I felt he was savouring this moment of being totally cur off from news of world events. “If something has happened, we won’t know about it,” he added almost, to my mind, gleefully.
There was another time in Jamaica, when I was a teenager, a hurricane threatened to make landfall in Jamaica. My father, Stan, hurried around getting wood to cover the windows. I remember the clouds had turned purple. I wanted desperately to help my family prepare for the storm, but all I could do was sleep. Such a deep sleep.
That year the hurricane did not hit, but slipped around the edges in the direction of Port Antonio. A friend had come to visit in the middle of our preparations and told us the hurricane would not arrive. How did he know this, we wanted to know. He told us, “The leaves of the trumpet tree have not turned over.”
To this day I have looked at the leaves of trees before an approaching storm, and indeed they do turn over, but only because breeze blow! Not only that, here in Friuli Venezia Giulia, I have noticed that the leaves rustle before the rain. Usually, once hearing the leaves, and looking up at the mountains, I can gauge how long it will be before I get soaked.
Thunderstorms are intense in this area. It is for this reason, I believe, that everything gets shut down when a storm approaches. I was once out by the horses. I had just brought them in from a field into the paddock. I was still holding the lead ropes, and lightening struck the walnut tree the horses, and I, had been standing beside when I clipped the ropes to their halters.
I am fortunate my horses “spook in place”. Every muscle in their bodies tensed, they lifted their heads and looked at me. Was the human scared? The human was frozen to the ground. I did not gallop away in panic. This was enough for my horses to take their cue from me and stand still as stones until I moved. Lightening had struck, we had survived this time, we took a breath. I slipped their head collars off, and let them go.
I had seen a documentary about horses, in Mongolia I think, the narrator said the herd would seek shelter under trees when it rained, but stood out in the open during thunderstorms. Is this always true? I don’t know.

DATASET RECORDS
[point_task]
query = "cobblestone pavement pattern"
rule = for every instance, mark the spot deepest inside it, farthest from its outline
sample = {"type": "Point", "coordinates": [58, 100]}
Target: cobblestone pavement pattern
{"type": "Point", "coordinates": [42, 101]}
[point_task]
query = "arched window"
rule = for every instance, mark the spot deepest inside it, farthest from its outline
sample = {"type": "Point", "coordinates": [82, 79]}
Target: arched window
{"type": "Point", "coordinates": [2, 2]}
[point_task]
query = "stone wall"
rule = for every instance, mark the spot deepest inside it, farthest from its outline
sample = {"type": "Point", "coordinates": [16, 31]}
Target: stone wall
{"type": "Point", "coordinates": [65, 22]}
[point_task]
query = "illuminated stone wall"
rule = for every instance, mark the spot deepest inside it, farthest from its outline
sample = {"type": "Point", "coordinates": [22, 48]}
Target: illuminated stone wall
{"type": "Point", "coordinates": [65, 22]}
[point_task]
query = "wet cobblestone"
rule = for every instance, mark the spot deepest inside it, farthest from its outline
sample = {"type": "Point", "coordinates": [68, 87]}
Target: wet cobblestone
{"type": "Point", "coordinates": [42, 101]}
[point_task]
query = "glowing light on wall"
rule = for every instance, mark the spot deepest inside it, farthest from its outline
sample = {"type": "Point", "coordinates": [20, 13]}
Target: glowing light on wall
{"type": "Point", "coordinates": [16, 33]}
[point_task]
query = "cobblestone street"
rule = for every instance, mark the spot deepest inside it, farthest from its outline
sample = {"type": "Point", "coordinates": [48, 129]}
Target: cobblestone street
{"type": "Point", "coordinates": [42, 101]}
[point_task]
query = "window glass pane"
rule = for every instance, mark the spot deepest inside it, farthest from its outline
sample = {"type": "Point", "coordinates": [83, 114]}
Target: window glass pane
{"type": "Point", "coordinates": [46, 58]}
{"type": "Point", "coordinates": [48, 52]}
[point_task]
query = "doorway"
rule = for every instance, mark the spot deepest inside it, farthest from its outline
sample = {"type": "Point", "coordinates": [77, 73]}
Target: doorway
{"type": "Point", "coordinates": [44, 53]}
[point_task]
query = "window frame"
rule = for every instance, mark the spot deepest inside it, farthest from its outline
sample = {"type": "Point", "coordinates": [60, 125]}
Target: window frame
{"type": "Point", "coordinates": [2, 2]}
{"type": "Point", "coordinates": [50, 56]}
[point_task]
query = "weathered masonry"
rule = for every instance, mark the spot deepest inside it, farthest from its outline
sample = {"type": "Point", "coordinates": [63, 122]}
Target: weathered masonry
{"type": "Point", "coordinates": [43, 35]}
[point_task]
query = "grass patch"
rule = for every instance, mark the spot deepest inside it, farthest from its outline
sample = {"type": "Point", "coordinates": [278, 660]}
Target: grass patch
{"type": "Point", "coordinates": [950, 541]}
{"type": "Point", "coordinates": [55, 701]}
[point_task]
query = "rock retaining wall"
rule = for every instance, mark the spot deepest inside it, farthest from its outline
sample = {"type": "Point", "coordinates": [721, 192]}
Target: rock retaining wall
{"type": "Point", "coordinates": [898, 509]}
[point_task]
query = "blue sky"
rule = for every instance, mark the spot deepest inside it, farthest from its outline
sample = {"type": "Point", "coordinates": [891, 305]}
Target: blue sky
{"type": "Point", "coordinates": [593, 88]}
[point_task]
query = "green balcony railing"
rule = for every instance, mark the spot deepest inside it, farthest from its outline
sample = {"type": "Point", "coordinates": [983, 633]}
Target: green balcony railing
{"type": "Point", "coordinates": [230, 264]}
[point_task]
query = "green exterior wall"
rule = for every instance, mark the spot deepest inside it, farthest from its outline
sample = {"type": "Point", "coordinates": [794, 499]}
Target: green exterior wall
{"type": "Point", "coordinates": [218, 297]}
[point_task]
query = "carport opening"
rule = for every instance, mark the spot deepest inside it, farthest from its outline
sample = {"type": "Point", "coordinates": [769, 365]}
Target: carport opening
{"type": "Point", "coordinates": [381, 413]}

TASK BRIEF
In the storm passage, what sign did the visiting friend give for knowing the hurricane would not arrive?

WRITTEN ANSWER
The leaves of the trumpet tree had not turned over.